Assignment
The expected response is the entire set of entries, copied exactly.

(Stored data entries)
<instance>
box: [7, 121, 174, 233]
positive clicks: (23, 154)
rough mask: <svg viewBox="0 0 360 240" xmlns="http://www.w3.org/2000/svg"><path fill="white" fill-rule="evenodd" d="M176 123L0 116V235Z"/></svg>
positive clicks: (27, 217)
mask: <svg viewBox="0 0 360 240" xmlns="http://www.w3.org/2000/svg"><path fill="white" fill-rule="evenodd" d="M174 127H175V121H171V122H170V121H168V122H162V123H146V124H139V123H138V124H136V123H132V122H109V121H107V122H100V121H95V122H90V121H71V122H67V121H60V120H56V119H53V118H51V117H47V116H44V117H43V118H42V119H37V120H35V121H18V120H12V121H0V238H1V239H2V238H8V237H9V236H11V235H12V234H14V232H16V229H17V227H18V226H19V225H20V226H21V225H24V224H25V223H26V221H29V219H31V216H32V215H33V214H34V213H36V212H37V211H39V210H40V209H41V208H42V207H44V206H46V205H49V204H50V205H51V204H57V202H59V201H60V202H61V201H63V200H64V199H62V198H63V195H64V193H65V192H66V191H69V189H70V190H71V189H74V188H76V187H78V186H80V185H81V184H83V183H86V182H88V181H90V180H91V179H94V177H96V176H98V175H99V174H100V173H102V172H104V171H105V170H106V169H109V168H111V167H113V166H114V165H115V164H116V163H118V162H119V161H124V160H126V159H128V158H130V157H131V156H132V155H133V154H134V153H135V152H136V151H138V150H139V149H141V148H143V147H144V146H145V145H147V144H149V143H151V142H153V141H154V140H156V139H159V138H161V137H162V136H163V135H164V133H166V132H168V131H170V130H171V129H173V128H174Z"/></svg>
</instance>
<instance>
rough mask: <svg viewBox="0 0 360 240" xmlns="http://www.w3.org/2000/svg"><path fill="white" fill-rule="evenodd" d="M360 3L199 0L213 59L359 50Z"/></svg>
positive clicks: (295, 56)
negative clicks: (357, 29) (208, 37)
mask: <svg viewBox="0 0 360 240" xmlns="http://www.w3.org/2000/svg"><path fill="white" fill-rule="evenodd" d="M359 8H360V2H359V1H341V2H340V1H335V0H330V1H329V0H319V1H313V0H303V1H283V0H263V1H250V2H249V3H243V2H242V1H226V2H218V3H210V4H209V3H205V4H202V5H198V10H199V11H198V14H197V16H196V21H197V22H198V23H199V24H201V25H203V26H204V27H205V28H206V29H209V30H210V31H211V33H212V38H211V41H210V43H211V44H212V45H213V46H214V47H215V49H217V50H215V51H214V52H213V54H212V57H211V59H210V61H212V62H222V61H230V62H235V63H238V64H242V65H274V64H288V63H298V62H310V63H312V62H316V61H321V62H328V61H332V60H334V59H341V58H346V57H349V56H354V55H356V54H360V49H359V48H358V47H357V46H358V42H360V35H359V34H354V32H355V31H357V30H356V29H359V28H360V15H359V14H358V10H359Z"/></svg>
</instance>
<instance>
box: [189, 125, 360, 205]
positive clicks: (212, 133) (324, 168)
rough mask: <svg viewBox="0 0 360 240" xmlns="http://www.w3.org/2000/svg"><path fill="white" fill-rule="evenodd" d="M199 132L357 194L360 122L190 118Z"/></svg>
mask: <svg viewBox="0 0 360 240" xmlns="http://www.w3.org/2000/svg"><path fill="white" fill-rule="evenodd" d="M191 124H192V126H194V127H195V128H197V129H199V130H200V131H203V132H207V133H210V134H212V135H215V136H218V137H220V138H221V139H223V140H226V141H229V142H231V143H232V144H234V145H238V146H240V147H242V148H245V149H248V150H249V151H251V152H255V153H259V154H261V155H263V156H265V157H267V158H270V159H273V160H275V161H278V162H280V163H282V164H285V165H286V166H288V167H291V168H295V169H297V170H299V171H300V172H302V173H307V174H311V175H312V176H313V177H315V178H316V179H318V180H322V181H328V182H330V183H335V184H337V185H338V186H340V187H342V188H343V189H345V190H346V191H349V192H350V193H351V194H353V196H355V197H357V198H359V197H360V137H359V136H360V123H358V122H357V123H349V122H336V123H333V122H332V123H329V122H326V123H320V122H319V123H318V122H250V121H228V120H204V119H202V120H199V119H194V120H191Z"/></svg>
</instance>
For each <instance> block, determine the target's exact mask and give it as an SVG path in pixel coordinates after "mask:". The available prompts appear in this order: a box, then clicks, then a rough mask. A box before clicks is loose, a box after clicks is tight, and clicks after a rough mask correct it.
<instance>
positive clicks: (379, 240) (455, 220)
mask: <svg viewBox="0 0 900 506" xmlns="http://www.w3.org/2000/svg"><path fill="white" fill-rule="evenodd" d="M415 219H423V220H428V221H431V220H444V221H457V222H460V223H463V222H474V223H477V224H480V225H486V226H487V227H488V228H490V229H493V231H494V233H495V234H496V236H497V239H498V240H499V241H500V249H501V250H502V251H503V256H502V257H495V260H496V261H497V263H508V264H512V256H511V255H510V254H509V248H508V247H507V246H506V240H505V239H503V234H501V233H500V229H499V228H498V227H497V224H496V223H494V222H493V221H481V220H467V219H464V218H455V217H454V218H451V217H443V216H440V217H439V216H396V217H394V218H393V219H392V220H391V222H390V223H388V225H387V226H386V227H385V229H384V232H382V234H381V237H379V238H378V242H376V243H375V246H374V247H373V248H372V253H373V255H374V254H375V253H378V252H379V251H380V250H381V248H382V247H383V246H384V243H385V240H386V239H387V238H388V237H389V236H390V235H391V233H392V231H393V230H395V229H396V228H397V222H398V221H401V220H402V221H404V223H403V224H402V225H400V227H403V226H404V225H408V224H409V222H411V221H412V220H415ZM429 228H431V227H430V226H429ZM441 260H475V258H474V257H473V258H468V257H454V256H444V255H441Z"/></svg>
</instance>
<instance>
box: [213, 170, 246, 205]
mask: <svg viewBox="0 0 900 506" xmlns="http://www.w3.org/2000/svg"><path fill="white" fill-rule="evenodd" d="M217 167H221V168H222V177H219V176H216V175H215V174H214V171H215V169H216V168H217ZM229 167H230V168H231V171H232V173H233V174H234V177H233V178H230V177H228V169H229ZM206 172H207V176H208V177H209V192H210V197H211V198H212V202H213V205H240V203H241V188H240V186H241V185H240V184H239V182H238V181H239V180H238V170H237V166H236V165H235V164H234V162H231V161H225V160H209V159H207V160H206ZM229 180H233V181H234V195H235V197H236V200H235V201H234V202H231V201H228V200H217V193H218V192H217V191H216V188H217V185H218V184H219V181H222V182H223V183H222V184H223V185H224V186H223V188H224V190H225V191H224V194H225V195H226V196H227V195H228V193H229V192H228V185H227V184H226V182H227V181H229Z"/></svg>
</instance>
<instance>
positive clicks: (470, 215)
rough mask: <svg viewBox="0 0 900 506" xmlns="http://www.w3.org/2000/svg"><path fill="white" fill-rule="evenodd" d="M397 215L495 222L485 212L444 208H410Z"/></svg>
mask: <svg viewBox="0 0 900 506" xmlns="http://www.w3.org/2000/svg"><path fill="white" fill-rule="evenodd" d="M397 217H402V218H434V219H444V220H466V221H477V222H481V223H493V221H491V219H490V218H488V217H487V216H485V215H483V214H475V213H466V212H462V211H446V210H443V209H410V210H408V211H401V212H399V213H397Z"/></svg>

Answer space
<instance>
box: [7, 121, 174, 233]
positive clicks: (23, 154)
rough mask: <svg viewBox="0 0 360 240" xmlns="http://www.w3.org/2000/svg"><path fill="white" fill-rule="evenodd" d="M176 123L0 116V235Z"/></svg>
positive clicks: (27, 217)
mask: <svg viewBox="0 0 360 240" xmlns="http://www.w3.org/2000/svg"><path fill="white" fill-rule="evenodd" d="M174 127H175V121H171V122H170V121H168V122H162V123H146V124H139V123H138V124H136V123H132V122H109V121H107V122H100V121H95V122H90V121H71V122H67V121H60V120H56V119H53V118H51V117H47V116H44V117H43V118H42V119H37V120H35V121H18V120H12V121H0V238H1V239H2V238H8V237H9V236H11V235H12V234H14V232H16V229H17V227H18V226H19V225H20V226H21V225H24V224H25V223H26V221H29V219H31V216H32V215H33V214H34V213H36V212H37V211H39V210H40V209H41V208H42V207H44V206H46V205H49V204H50V205H51V204H57V202H59V201H60V202H61V201H63V200H64V199H62V198H63V195H64V193H65V192H66V191H69V189H70V190H71V189H74V188H76V187H78V186H80V185H81V184H83V183H86V182H88V181H90V180H91V179H94V177H96V176H98V175H99V174H100V173H102V172H104V171H105V170H106V169H109V168H111V167H113V166H114V165H115V164H116V163H118V162H119V161H124V160H126V159H128V158H130V157H131V156H132V155H133V154H134V153H135V152H136V151H138V150H139V149H141V148H143V147H144V146H145V145H147V144H149V143H151V142H153V141H154V140H156V139H159V138H161V137H162V136H163V135H164V133H166V132H168V131H170V130H171V129H173V128H174Z"/></svg>
</instance>
<instance>
rough mask: <svg viewBox="0 0 360 240" xmlns="http://www.w3.org/2000/svg"><path fill="white" fill-rule="evenodd" d="M360 3L199 0L213 59L359 50Z"/></svg>
positive clicks: (295, 56)
negative clicks: (357, 29) (208, 37)
mask: <svg viewBox="0 0 360 240" xmlns="http://www.w3.org/2000/svg"><path fill="white" fill-rule="evenodd" d="M359 8H360V2H359V1H341V2H340V1H335V0H330V1H329V0H319V1H313V0H303V1H283V0H263V1H250V2H249V3H243V2H242V1H226V2H218V3H210V4H209V3H205V4H202V5H198V10H199V11H198V14H197V16H196V21H197V22H198V23H199V24H201V25H203V26H204V27H205V28H206V29H209V30H210V31H211V33H212V38H211V41H210V43H211V44H212V45H213V46H214V47H215V49H217V50H215V51H214V52H213V54H212V57H211V59H210V61H212V62H222V61H230V62H235V63H238V64H242V65H274V64H288V63H298V62H310V63H312V62H316V61H321V62H328V61H332V60H334V59H341V58H346V57H349V56H354V55H356V54H360V49H359V48H358V47H357V46H358V42H360V35H359V34H354V32H355V31H357V30H356V29H359V28H360V15H359V14H358V10H359Z"/></svg>
</instance>
<instance>
box: [189, 125, 360, 205]
positive clicks: (212, 133) (324, 168)
rough mask: <svg viewBox="0 0 360 240" xmlns="http://www.w3.org/2000/svg"><path fill="white" fill-rule="evenodd" d="M199 132L357 194L360 122L190 118Z"/></svg>
mask: <svg viewBox="0 0 360 240" xmlns="http://www.w3.org/2000/svg"><path fill="white" fill-rule="evenodd" d="M191 124H192V126H194V127H195V128H197V129H199V130H200V131H203V132H207V133H210V134H212V135H215V136H218V137H220V138H221V139H223V140H226V141H229V142H231V143H232V144H234V145H238V146H240V147H242V148H245V149H248V150H249V151H251V152H255V153H259V154H261V155H263V156H265V157H267V158H270V159H273V160H275V161H278V162H280V163H282V164H285V165H286V166H288V167H291V168H295V169H297V170H299V171H300V172H302V173H307V174H311V175H312V176H313V177H315V178H316V179H318V180H322V181H328V182H330V183H335V184H337V185H338V186H340V187H342V188H343V189H345V190H346V191H349V192H350V193H351V194H353V196H355V197H357V198H359V197H360V137H359V136H360V123H358V122H357V123H349V122H336V123H333V122H332V123H329V122H326V123H320V122H319V123H318V122H250V121H228V120H204V119H202V120H199V119H194V120H191Z"/></svg>
</instance>
For each <instance> block, determine the target's exact mask and give it as an SVG path in pixel coordinates after "mask:". The available prompts appear in this order: a box, then clicks, then a rough mask. A box before clicks is loose, a box after clicks is tight, and clicks after a rough mask correct it.
<instance>
positive clicks: (379, 240) (455, 220)
mask: <svg viewBox="0 0 900 506" xmlns="http://www.w3.org/2000/svg"><path fill="white" fill-rule="evenodd" d="M415 219H423V220H428V221H431V220H444V221H457V222H460V223H463V222H474V223H477V224H480V225H486V226H487V227H488V228H490V229H493V231H494V233H495V234H496V236H497V239H498V240H499V241H500V249H501V250H502V251H503V256H502V257H495V260H496V261H497V263H508V264H512V256H511V255H510V254H509V248H508V247H507V246H506V240H505V239H503V234H501V233H500V229H499V228H498V227H497V224H496V223H494V222H493V221H481V220H467V219H464V218H455V217H454V218H451V217H443V216H440V217H439V216H396V217H394V218H393V219H392V220H391V222H390V223H388V225H387V226H386V227H385V229H384V232H382V234H381V237H379V238H378V242H376V243H375V246H374V247H373V248H372V253H373V255H374V254H375V253H378V252H379V251H380V250H381V248H382V247H383V246H384V243H385V240H386V239H387V238H388V237H389V236H390V235H391V233H392V231H393V230H395V229H396V228H397V222H398V221H401V220H402V221H404V223H403V224H402V225H400V227H403V226H404V225H408V224H409V222H411V221H412V220H415ZM429 228H431V227H430V226H429ZM441 260H475V258H474V257H473V258H468V257H454V256H444V255H441Z"/></svg>
</instance>
<instance>
box: [213, 170, 246, 205]
mask: <svg viewBox="0 0 900 506" xmlns="http://www.w3.org/2000/svg"><path fill="white" fill-rule="evenodd" d="M217 167H221V168H222V177H219V176H216V175H215V174H214V171H215V169H216V168H217ZM229 167H230V168H231V171H232V173H233V174H234V177H233V178H230V177H228V169H229ZM206 172H207V176H208V177H209V192H210V197H211V198H212V202H213V205H240V203H241V188H240V186H241V185H240V184H239V182H238V181H239V180H238V170H237V166H236V165H235V164H234V162H231V161H225V160H209V159H207V160H206ZM229 180H233V181H234V195H235V197H236V200H235V201H234V202H231V201H228V200H217V193H218V192H217V191H216V188H217V185H218V184H219V181H222V182H223V183H222V184H223V185H224V186H223V188H224V190H225V191H224V194H225V195H226V196H227V195H228V193H229V192H228V185H227V184H226V182H227V181H229Z"/></svg>
</instance>
<instance>
positive clicks: (470, 215)
rough mask: <svg viewBox="0 0 900 506" xmlns="http://www.w3.org/2000/svg"><path fill="white" fill-rule="evenodd" d="M397 215L495 222L485 212L444 208H410Z"/></svg>
mask: <svg viewBox="0 0 900 506" xmlns="http://www.w3.org/2000/svg"><path fill="white" fill-rule="evenodd" d="M397 217H402V218H434V219H444V220H466V221H477V222H481V223H493V221H491V219H490V218H488V217H487V216H485V215H483V214H475V213H466V212H462V211H446V210H443V209H410V210H408V211H401V212H399V213H397Z"/></svg>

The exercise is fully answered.